═══ Record excerpts ═══

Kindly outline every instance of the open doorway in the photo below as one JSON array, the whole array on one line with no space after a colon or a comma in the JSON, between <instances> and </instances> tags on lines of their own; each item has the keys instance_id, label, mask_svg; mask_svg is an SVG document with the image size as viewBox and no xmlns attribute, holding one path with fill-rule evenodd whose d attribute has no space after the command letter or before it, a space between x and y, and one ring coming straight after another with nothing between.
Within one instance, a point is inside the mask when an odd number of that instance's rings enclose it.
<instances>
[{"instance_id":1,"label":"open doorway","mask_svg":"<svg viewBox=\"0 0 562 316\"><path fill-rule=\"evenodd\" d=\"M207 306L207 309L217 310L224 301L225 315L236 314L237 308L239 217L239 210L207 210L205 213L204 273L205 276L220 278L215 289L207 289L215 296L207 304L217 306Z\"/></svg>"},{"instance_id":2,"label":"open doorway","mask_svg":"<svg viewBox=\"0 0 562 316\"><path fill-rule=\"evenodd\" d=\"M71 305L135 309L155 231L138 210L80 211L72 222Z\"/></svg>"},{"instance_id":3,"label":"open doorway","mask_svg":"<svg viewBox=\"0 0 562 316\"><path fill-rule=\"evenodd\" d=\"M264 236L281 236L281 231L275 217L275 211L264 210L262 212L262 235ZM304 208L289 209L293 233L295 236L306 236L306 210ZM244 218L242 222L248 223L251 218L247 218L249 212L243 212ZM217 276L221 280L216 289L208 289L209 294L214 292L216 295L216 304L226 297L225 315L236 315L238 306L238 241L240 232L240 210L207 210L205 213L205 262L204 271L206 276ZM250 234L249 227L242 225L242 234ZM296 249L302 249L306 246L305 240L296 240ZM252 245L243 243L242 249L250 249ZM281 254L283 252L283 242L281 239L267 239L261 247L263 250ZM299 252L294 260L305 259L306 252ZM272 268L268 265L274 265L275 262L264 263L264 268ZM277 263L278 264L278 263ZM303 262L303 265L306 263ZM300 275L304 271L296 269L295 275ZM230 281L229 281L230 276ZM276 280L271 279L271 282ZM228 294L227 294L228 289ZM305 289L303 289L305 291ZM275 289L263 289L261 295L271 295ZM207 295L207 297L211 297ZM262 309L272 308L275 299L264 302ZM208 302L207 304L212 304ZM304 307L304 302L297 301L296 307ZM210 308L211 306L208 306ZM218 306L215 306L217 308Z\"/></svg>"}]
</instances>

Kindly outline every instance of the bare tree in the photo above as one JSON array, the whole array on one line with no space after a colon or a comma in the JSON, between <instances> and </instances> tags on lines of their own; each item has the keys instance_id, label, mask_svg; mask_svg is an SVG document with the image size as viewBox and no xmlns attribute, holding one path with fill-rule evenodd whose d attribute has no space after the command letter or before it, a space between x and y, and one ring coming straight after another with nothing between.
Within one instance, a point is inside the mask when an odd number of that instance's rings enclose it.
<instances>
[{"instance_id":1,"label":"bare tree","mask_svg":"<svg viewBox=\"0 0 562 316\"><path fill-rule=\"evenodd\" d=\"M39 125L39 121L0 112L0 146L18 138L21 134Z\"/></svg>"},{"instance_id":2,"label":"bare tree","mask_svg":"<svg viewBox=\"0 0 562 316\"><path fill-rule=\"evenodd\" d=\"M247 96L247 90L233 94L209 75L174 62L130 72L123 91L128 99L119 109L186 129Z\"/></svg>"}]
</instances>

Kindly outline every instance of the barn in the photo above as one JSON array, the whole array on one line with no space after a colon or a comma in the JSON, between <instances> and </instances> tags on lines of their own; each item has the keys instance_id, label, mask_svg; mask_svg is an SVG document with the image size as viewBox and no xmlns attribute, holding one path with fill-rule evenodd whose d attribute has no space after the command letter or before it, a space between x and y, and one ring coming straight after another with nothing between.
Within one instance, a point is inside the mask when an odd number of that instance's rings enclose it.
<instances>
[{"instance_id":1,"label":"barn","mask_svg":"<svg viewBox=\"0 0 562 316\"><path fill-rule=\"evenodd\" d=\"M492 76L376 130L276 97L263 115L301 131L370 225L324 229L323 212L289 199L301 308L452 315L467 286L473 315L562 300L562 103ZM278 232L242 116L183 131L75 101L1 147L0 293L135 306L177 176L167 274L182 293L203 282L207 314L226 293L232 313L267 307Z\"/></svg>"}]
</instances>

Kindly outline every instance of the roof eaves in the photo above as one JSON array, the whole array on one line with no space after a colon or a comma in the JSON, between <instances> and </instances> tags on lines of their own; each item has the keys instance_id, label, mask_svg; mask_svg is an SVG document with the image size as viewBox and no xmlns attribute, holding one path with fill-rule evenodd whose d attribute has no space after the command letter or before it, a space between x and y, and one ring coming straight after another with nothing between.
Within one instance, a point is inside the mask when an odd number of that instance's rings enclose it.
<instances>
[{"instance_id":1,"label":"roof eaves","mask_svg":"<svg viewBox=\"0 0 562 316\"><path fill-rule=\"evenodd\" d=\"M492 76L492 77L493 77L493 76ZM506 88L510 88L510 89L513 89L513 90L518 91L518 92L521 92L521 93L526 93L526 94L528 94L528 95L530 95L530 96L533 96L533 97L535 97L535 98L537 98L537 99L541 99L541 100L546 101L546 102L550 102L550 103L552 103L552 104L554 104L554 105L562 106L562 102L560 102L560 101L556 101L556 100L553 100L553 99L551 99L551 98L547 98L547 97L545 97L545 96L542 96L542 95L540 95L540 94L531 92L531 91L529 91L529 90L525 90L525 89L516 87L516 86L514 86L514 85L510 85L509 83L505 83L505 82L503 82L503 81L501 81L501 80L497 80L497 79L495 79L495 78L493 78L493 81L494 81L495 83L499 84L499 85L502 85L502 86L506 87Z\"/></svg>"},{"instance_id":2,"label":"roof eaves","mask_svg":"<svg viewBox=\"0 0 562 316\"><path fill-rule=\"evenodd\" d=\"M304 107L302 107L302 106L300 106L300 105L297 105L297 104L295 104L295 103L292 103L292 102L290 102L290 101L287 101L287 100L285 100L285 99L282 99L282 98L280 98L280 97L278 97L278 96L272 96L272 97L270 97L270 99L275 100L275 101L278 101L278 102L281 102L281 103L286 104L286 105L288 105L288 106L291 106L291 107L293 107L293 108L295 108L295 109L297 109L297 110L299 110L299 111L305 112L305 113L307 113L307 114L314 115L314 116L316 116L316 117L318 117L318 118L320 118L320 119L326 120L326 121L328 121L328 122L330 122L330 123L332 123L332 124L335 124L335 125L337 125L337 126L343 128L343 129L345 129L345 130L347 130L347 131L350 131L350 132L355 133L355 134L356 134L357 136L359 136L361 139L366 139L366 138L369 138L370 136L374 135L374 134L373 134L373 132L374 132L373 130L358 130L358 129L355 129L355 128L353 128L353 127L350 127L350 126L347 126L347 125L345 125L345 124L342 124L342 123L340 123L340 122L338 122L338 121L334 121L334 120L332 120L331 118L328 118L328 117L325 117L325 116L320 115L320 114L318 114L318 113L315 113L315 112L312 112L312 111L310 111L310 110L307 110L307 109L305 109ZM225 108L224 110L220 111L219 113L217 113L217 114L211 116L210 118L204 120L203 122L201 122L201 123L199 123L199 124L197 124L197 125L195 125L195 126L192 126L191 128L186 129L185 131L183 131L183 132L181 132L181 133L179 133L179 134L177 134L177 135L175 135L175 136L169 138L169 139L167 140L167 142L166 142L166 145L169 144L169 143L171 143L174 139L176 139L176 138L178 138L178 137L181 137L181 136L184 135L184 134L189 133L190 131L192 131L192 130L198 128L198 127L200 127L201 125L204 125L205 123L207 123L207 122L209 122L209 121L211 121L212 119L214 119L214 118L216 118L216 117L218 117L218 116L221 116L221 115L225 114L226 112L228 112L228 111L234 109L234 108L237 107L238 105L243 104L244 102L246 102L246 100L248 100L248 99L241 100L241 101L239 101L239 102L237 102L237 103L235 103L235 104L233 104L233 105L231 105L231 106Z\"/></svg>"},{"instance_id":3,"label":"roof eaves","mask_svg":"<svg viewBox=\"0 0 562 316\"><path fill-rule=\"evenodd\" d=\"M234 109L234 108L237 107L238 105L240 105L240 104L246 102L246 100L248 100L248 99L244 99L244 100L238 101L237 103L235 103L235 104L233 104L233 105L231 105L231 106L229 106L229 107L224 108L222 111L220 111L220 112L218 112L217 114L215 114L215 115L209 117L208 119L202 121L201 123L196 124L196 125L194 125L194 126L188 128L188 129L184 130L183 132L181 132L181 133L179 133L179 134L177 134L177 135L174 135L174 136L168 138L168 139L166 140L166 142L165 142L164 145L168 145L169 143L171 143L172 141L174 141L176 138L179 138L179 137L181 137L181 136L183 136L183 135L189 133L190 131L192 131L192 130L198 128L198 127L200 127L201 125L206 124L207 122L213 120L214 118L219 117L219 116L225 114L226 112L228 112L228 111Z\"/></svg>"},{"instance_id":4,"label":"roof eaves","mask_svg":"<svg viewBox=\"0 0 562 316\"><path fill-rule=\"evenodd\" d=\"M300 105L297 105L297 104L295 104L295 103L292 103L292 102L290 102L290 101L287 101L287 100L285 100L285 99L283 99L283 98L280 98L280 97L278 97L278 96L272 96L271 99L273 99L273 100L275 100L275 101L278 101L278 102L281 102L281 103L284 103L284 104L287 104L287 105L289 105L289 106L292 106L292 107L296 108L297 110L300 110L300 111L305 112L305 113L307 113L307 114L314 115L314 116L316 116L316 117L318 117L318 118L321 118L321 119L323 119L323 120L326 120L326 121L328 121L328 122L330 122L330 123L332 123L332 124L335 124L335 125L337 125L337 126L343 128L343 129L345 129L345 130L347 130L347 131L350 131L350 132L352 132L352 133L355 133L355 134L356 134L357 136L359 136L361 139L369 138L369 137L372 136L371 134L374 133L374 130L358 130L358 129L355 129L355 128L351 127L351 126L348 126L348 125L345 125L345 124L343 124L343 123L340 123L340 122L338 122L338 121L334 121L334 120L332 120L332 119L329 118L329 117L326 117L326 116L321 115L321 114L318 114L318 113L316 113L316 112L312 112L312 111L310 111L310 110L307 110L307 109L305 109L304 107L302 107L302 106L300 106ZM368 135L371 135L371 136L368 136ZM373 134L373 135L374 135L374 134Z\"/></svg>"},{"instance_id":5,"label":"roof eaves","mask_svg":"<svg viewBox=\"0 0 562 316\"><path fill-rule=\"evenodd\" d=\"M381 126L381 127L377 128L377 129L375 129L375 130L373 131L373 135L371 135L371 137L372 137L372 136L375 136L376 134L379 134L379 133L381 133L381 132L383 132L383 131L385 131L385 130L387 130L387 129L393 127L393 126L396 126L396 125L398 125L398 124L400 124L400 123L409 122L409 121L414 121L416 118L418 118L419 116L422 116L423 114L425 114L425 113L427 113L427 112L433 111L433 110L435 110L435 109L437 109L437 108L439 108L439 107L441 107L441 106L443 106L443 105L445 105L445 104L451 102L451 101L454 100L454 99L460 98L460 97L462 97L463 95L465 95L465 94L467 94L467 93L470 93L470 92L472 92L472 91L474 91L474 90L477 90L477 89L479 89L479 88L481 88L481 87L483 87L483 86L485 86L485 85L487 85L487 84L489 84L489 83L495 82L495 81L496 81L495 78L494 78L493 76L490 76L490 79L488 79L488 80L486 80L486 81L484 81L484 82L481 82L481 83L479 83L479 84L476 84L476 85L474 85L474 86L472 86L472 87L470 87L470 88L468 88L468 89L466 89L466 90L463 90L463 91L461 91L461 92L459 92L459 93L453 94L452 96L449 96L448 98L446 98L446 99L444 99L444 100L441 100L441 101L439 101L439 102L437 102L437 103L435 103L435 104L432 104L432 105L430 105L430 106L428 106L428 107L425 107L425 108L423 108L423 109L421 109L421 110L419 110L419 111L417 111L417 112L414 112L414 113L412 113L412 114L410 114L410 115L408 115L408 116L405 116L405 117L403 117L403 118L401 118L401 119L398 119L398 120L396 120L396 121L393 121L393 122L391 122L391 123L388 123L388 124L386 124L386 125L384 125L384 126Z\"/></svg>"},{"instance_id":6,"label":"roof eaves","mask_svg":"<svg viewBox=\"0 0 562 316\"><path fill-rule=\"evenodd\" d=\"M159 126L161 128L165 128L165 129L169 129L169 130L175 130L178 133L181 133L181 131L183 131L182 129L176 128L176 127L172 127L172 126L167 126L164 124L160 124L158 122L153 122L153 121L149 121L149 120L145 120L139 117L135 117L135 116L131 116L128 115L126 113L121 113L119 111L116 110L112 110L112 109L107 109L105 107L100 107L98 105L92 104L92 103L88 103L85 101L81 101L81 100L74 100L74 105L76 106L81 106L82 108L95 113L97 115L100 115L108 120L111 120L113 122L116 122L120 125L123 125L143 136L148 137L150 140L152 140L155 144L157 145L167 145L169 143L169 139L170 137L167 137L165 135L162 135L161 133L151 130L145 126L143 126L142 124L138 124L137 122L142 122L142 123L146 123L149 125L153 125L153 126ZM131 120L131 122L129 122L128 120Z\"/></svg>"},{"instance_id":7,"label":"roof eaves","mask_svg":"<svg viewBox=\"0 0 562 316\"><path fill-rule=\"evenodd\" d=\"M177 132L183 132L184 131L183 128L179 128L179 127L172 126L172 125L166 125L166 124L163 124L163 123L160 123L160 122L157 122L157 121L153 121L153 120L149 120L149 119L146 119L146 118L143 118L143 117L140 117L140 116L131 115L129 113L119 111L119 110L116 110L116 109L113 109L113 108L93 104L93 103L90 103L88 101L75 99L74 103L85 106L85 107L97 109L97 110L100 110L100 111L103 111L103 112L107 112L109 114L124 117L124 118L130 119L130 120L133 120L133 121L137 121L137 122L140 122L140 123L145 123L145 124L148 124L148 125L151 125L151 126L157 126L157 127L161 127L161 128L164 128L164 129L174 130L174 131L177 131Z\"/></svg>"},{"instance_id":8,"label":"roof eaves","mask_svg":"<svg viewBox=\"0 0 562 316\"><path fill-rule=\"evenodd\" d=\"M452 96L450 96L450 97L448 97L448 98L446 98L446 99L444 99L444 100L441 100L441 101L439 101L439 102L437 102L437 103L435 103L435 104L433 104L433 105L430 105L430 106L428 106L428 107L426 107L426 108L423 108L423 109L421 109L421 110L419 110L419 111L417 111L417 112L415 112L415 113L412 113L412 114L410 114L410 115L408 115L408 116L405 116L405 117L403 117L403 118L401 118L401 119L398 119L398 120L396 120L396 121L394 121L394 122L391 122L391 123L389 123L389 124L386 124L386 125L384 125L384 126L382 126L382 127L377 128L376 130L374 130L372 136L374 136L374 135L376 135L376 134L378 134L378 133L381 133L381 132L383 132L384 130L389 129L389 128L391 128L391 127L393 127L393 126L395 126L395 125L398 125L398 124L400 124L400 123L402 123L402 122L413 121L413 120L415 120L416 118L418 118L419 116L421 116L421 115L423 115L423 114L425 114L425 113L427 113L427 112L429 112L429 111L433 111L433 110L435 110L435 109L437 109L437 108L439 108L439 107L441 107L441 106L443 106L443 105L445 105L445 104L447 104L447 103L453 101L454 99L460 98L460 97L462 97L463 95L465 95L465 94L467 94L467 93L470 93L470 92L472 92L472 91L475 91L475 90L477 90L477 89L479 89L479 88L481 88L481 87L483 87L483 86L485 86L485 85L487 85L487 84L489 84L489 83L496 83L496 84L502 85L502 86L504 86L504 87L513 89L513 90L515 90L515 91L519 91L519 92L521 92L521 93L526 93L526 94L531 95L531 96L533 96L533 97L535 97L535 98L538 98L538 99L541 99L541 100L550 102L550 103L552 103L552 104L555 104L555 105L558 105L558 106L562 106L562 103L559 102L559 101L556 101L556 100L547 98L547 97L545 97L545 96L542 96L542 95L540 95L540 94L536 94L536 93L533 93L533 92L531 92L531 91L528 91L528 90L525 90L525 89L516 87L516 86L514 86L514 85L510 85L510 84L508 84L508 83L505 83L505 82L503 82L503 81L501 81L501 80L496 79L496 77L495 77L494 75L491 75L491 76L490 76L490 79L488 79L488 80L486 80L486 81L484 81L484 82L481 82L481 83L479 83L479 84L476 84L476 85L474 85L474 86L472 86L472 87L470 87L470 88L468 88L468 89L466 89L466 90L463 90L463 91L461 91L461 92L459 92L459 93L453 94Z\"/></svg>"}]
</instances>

═══

# Task brief:
The word "above" appears in some lines of the data; state how many such lines there are, and nothing further.

# Completed exercise:
3